→ BLOCO DE TEXTO

■ ■ ■ ■

Correspondência: Virginia Woolf e Victoria Ocampo
Missivas em torno de escritas que flertam com o feminismo na arte
O que Virginia Woolf e Victoria Ocampo têm em comum? As escritoras inglesa e argentina se uniram pelo amor à literatura através de vasta correspondência em torno de suas rotinas de escrita, leitura e pulsão de vida (ainda Woolf desejava viver) no livro Correspondência - trazido ao Brasil pela Bazar do Tempo com tradução conjunta de Emanuela Siqueira, Nylcea Pedra e Rosalia Pirolli, numa edição caprichada com organização da pesquisadora argentina Manuela Barral.
Ocampo conheceu Woolf em Londres em 1934: Virginia Woolf já consagrada com Um teto todo seu e Victoria Ocampo ainda tateava sua influência em Buenos Aires. Ambas reconheceram almas afins e um desejo de escrita que perpassa a relação do feminismo com a arte.
Quando a escritora argentina estava em Londres, visitou uma exposição do fotógrafo Man Ray e encontrou a britânica na mesma exibição. O primeiro e único desentendimento de ambas se deu porque Ocampo iria insistir para que Woolf fosse fotografada em cores pela fotógrafa Gisele Freund. Virginia hesitara. Mas foi capturada em um dos momentos mais singulares de toda sua vida: uma expressão leve, sem a postura aristocrática que lhe era comum.

■ ■ ■ ■

→ DADOS FORNECIDOS
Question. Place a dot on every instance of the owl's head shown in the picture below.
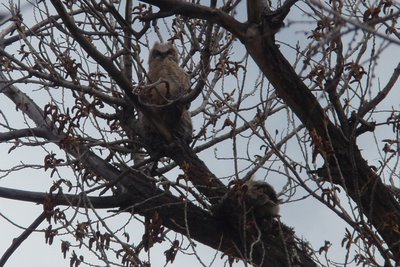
(162, 51)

■ ■ ■ ■

→ DESAFIOS
1. Transcreva literalmente o trecho do texto sobre Woolf e Ocampo que começa nas palavras "Correspondência: Virginia Woolf" e termina em "argentina Manuela Barral.".
2. Dê continuidade ao texto sobre Woolf e Ocampo a partir da última frase apresentada.

→ RESPOSTAS EM ORDEM
1.
Correspondência: Virginia Woolf e Victoria Ocampo
Missivas em torno de escritas que flertam com o feminismo na arte
O que Virginia Woolf e Victoria Ocampo têm em comum? As escritoras inglesa e argentina se uniram pelo amor à literatura através de vasta correspondência em torno de suas rotinas de escrita, leitura e pulsão de vida (ainda Woolf desejava viver) no livro Correspondência - trazido ao Brasil pela Bazar do Tempo com tradução conjunta de Emanuela Siqueira, Nylcea Pedra e Rosalia Pirolli, numa edição caprichada com organização da pesquisadora argentina Manuela Barral.

2.
[ Virginia Woolf retratada pela fotógrafa Gisele Freund ]
Em dado momento, Woolf confessa à Vita Sackville-West: “Estou apaixonada por Victoria Ocampo”. Essa paixão, no entanto, será sentida com certa distância, numa amizade além mar - o que o Atlântico separou, as duas escritoras uniram em torno de suas cartas.
As missivas irão de 1934 a 1940. Um ano antes da morte de Virginia Woolf, ao se atirar no Rio Ouse. As cartas da inglesa não sugerem nenhuma melancolia além do “natural” de uma escritora que tinha plena consciência de si e de seu ofício. Ocampo não intuira o que estava por acontecer em 1941.
A carta inaugural do livro enviada pela inglesa data de 27 de novembro de 1934 e já demonstra o clima de camaradagem que envolveu as duas.
Em certa carta, Victoria Ocampo escreve: “Sou uma pessoa voraz. E acredito que ter fome é tudo. Não tenho vergonha de ser faminta. Você não acha que o amor é nossa fome de amar? […] Quero dizer que nossa fome é um elemento muito importante”.
Para a argentina “as coisas só existem de verdade para nós quando e porque temos fome delas e na medida em que essa fome é imensa”.
Já descobrimos o que uniu as duas escritoras. A fome do mundo que é a origem e razão de se escreve. Para criar uma obra literária, é preciso ter “fome do mundo”.
Woolf seguia reafirmando sua posição feminista nas letras, ao escrever para Ocampo: “Minha única ambição é um dia chegar a escrever, mais ou menos bem ou mal, mas como uma mulher”.
P.S: Lançado este ano, Correspondência já figura como um dos meus livros preferidos porque dá a ver os bastidores da vida de duas grandes escritoras do século XX.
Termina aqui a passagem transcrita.